Request - Recast the lines below as a JSON list of strings, one string per line, omitting any blank lines.

start Provided records

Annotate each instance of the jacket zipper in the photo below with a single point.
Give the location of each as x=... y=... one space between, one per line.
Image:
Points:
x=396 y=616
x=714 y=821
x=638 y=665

end Provided records

Final answer -
[
  "Annotate each instance of the jacket zipper in the photo below with a single point.",
  "Give the location of each as x=... y=... one space between, one per line.",
  "Image:",
  "Points:",
  "x=396 y=616",
  "x=714 y=821",
  "x=638 y=665"
]